» ASSIGNMENT:
Each record that follows is to be transcribed exactly, excluding its images.

» PROVIDED DATA:

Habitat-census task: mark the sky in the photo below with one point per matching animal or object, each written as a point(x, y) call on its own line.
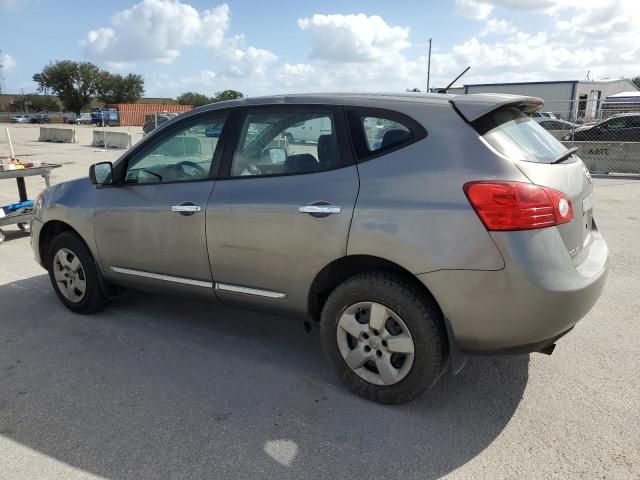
point(271, 47)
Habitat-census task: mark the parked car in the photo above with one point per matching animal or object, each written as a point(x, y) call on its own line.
point(307, 131)
point(154, 120)
point(84, 119)
point(39, 118)
point(467, 229)
point(21, 119)
point(105, 117)
point(624, 127)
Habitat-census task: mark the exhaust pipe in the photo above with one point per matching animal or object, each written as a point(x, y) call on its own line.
point(548, 350)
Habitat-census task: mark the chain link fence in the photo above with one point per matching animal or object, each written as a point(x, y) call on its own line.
point(607, 134)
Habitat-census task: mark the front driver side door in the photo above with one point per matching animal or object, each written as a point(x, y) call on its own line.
point(150, 227)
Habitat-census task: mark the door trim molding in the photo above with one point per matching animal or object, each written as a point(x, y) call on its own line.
point(166, 278)
point(226, 287)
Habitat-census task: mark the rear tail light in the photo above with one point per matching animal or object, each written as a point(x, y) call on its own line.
point(518, 206)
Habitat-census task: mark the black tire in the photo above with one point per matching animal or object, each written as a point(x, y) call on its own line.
point(419, 313)
point(93, 300)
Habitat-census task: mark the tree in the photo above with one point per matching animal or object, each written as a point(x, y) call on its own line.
point(194, 99)
point(32, 102)
point(115, 88)
point(198, 99)
point(74, 82)
point(227, 95)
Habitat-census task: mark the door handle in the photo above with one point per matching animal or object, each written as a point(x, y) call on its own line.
point(320, 209)
point(186, 208)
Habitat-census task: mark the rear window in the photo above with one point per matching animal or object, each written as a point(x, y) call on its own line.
point(515, 135)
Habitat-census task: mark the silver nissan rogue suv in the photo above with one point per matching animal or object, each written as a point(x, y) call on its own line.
point(413, 229)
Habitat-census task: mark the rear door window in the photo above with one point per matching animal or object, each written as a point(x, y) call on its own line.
point(375, 131)
point(382, 133)
point(515, 135)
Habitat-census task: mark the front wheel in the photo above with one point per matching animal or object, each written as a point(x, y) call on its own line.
point(384, 337)
point(74, 275)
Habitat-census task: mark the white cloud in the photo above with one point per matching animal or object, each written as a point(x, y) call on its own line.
point(366, 53)
point(7, 62)
point(494, 26)
point(157, 30)
point(353, 38)
point(11, 4)
point(248, 61)
point(474, 9)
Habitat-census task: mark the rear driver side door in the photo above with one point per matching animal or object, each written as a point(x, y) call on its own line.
point(275, 221)
point(150, 225)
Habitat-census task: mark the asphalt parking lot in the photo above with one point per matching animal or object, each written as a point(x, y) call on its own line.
point(157, 387)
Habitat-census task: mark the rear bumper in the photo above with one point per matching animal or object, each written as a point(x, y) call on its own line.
point(538, 297)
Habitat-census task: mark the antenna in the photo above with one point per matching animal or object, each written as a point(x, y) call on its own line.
point(429, 66)
point(1, 77)
point(444, 90)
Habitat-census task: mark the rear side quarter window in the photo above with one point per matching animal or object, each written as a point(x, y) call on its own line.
point(376, 132)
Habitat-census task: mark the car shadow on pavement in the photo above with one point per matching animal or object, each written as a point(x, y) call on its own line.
point(167, 387)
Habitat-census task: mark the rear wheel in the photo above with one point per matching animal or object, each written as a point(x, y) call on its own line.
point(74, 275)
point(384, 337)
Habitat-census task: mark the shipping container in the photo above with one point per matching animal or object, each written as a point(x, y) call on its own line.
point(132, 114)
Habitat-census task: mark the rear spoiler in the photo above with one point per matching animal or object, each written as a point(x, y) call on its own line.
point(476, 105)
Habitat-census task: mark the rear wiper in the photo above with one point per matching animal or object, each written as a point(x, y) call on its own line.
point(563, 156)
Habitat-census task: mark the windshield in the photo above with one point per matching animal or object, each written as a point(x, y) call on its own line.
point(515, 135)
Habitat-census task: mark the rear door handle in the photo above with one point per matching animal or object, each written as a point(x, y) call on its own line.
point(320, 210)
point(186, 208)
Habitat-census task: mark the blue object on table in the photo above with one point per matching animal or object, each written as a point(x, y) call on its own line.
point(17, 206)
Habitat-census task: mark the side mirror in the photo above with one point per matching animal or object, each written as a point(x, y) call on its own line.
point(101, 173)
point(274, 155)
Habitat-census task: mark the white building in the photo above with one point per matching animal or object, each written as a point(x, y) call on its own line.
point(568, 99)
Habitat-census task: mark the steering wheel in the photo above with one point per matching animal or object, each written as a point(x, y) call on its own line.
point(192, 170)
point(251, 170)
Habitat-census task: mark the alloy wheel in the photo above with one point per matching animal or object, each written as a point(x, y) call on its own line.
point(375, 343)
point(69, 274)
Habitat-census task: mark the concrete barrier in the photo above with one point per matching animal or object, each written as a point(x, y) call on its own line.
point(111, 139)
point(59, 135)
point(605, 157)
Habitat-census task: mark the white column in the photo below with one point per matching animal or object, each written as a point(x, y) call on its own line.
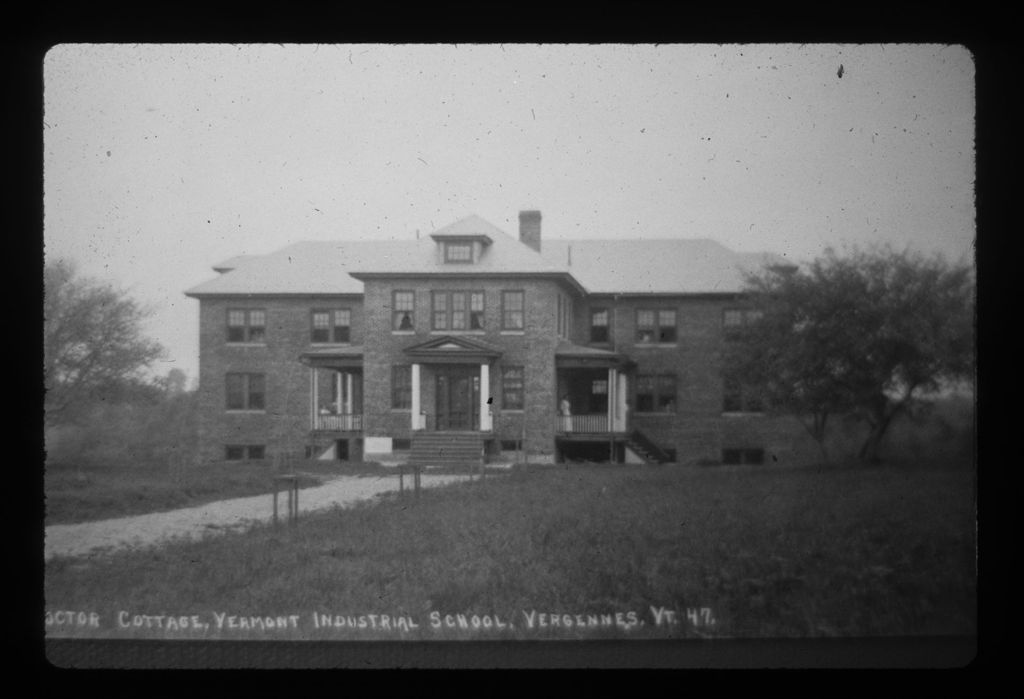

» WRITTEN RESPONSE:
Habitat-census task: mark the sky in the photo below with one point per matching animal or object, each written as a point(x, y) call on its own line.
point(271, 47)
Habitat-census task: mark the parked car in the photo above with one point per matching animal or object, each written as a point(x, y) call on its own line.
point(307, 131)
point(154, 120)
point(84, 119)
point(39, 118)
point(467, 229)
point(21, 119)
point(105, 117)
point(624, 127)
Habitat-census task: mark the exhaust pipe in the photo above with one point per matching animal or object, each written as a point(x, y) call on its own line.
point(548, 350)
Habitat-census task: mark the chain link fence in the photo above with one point per matching animal or object, each written as a point(x, y) call on its own line.
point(607, 134)
Habitat-census task: mark the front driver side door in the photo above with one point per matching animal or object, each written as a point(x, y) call on its own line.
point(150, 227)
Habitat-census task: mark the door trim molding in the photo above with one point per matching animal or object, each written as a point(x, y) call on its own line.
point(166, 278)
point(226, 287)
Habitat-census task: mark the rear tail light in the photo above with one point per matching animal or object, each written as a point(x, y) call on its own line.
point(518, 206)
Habitat-census task: mark the black tire in the photo above with one point per matching animal or object, each written as a point(x, y) call on its own line.
point(419, 313)
point(93, 300)
Habitat-census task: mark the tree in the photo above with one point per matching animal or object, each written as a point(x, y) call on its own line.
point(194, 99)
point(32, 102)
point(115, 88)
point(198, 99)
point(74, 82)
point(227, 95)
Habitat-census task: mark the door handle in the photo above with one point per matching animal or object, each written as a point(x, y) call on its own line.
point(320, 209)
point(186, 208)
Habitat-census task: mark the rear window in the photo above with one point per matching animal or object, each written as a point(x, y) call on its own line.
point(515, 135)
Habitat-census task: mark the silver nissan rogue suv in the photo above with one point per matching animal or object, each written as a point(x, y) call on its own line.
point(413, 229)
Habitat-census task: mark the rear door window in the photo above with one point per matching animal or object, each written as a point(x, y) call on its own line.
point(375, 131)
point(382, 133)
point(515, 135)
Habitat-census task: mark the front wheel in the photo above with one point per matching animal or object, each written as a point(x, y) call on its own line.
point(384, 337)
point(74, 275)
Habitat-census task: mark the white cloud in the photo above with one point per matching animal or object, each written as a point(x, y) call on its own line.
point(366, 53)
point(7, 62)
point(494, 26)
point(157, 30)
point(353, 38)
point(11, 4)
point(248, 61)
point(474, 9)
Habitat-census task: mark the rear driver side door in the photo above with one point per matching animal or object, each written as a point(x, y) call on its own line.
point(275, 221)
point(150, 225)
Habitat-census task: mark the asphalt parking lot in the photo above with one point per matching animal or object, each written as a point(x, y) call on its own line.
point(157, 387)
Habitat-census task: mark the rear bumper in the photo above with one point per matching animal or object, each written as a point(x, y) call on its own line.
point(538, 297)
Habitat-census task: mark the antenna in the photo above with one point per matching animal or object, each written as a point(x, y) call on its own line.
point(429, 66)
point(1, 77)
point(444, 90)
Habitat-census task: mark the rear side quarter window in the photo above with one point per matching animal or object, each written as a point(x, y) call on its own line.
point(376, 132)
Habitat-census task: mark the car shadow on pavement in the photo above with one point per matching animal or object, each written as a point(x, y) call on its own line.
point(167, 387)
Habitat-census task: mark the rear wheel in the photo above with one point per matching animal or object, each written as a point(x, y) call on its own line.
point(74, 275)
point(384, 337)
Habitat-census task: mark the shipping container in the photo above with one point per matching animal or object, each written as a point(x, y) call on its own line.
point(132, 114)
Habitat-census task: mark the rear spoiler in the photo above with one point per matching animal or object, each written as a point(x, y) call on its own line.
point(476, 105)
Habitat-census task: mark the rear wiper in the photo above with one point per matching animal or object, each written as a point(x, y) call on its own line.
point(563, 156)
Habitat-census task: mark the windshield in the photo above with one point per matching animal or object, each written as a point(x, y) call on its own line.
point(515, 135)
Habitat-census task: mark the rear door handle in the photo above with one point per matching animal or object, each written as a point(x, y) call on its own line.
point(320, 210)
point(186, 208)
Habitat-census task: mark the blue object on table in the photo above with one point per matching animal or object, each written as a point(x, y) call on its own line.
point(17, 206)
Habitat-census task: mark the side mirror in the photo above with one point per matching animal or object, each written as a point(x, y) call on its own line.
point(101, 173)
point(274, 155)
Habitat-census task: mark the white building in the photo above with one point per matching animal or object, each written as a point(x, y) call on its own line.
point(568, 99)
Habitat-census task: mark the steering wheel in the photo above with one point per matching animal or object, each written as a point(x, y) call on its own line.
point(192, 170)
point(251, 170)
Habitat-census task: mark the alloy wheel in the photo above with one point per matching animal or object, each written as a point(x, y) call on its own line.
point(375, 343)
point(69, 274)
Habitat-census task: mark the concrete barrier in the photo above with one point per matching animal or object, each written as a point(x, y) call on its own line.
point(111, 139)
point(59, 135)
point(605, 157)
Habitat-census task: mark the white column in the photo below with one point per matching animal or object, each written as a point(x, y) call on its own line.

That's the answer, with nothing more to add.